> Page text:
New clothes, notebooks and a cool backpack are top of mind for most kids heading back to school.
You wouldn’t expect colon cancer to even pop up on a middle schooler’s radar, unless you’re a young ohio girl with a genetic link that can’t be ignored.
12-year-old Ansleigh Adkins is your typical pre-teen. She enjoys time with her family and keeping up with friends. That is, until doctors gave her some a-typical news.
“I was kind of shocked like I didn’t know how to react.“ she said.
Ansleigh found out she carries a hereditary gene putting her at high risk for colon cancer. her late aunt and dad carry the gene too.
Dr. Matthew Kalady of Cleveland Clinic said, “Her family has a known history of colon cancer and a syndrome called familial adenomatous polyposis or F-A-P.“
F-A-P is a rare genetic syndrome causing polyps to form in the colon at a young age and carries a 100% chance of getting colon cancer if left untreated.
“Ansleigh had over thousands of polyps in her colon" Dr. Kalady said, "Her colon is about 3 feet long and when you think about all the polyps in there, there’s very little spots of normal lining of the colon. “
Crystal Adkins, Ansleigh’s Mother said, “Such a tiny kid. How can all of those be festering inside? It’s kind of like a ticking time bomb.”
As a way to prevent colon cancer, Ansleigh’s entire colon was removed surgically through a small 2-inch incision at cleveland clinic.
“We took care of the vast majority of the cancer risk by taking her colon out.” said Dr. Kalady.
Now on the mend, she hopes her experience will encourage others to pay attention to family history and most importantly, get screened.
“You want to make sure you’re healthy and everything. You don’t want to be sick your whole life.” she said.
Ansleigh is feeling great and looking forward to starting 8th grade.
As far as her colon goes, she’ll need the small remaining section scoped once every year to make sure there’s no sign of polyps.

> Referring expression data:
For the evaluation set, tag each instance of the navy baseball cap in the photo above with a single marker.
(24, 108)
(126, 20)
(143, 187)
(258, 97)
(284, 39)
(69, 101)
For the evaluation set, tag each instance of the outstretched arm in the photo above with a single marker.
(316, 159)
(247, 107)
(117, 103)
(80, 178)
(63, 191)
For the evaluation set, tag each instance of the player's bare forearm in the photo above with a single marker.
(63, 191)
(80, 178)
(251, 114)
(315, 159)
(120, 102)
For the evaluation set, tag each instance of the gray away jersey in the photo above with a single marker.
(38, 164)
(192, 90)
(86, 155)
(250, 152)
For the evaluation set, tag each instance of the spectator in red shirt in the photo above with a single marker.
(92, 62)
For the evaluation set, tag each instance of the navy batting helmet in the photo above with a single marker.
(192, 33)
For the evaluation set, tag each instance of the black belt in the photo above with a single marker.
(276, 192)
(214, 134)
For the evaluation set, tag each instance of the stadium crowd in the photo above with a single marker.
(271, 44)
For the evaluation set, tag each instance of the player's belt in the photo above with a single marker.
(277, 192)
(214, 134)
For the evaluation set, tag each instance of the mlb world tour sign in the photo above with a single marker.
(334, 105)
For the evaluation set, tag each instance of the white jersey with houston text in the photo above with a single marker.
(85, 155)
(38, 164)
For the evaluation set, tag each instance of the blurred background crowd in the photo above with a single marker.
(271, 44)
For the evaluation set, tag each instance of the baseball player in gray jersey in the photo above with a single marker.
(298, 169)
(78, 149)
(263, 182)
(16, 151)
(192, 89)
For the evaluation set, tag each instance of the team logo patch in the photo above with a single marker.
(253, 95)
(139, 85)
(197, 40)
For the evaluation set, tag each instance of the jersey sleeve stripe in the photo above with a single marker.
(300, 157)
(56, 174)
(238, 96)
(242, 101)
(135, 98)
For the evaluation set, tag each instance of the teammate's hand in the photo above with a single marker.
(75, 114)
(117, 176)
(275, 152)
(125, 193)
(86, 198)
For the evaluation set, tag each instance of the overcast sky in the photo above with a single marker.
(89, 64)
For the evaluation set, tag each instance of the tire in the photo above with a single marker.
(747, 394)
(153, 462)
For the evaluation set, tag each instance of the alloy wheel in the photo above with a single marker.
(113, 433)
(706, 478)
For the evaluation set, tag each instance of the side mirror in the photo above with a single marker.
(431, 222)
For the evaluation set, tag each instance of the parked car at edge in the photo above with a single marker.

> Task instructions:
In the text about a girl's colon cancer risk, rewrite the paragraph beginning "12-year-old Ansleigh Adkins" more briefly, keeping its main facts. The records are separate material and have no connection to the text about a girl's colon cancer risk.

> Reply to the task:
Ansleigh Adkins, 12, is a typical pre-teen who enjoys time with family and friends, until doctors gave her unusual news.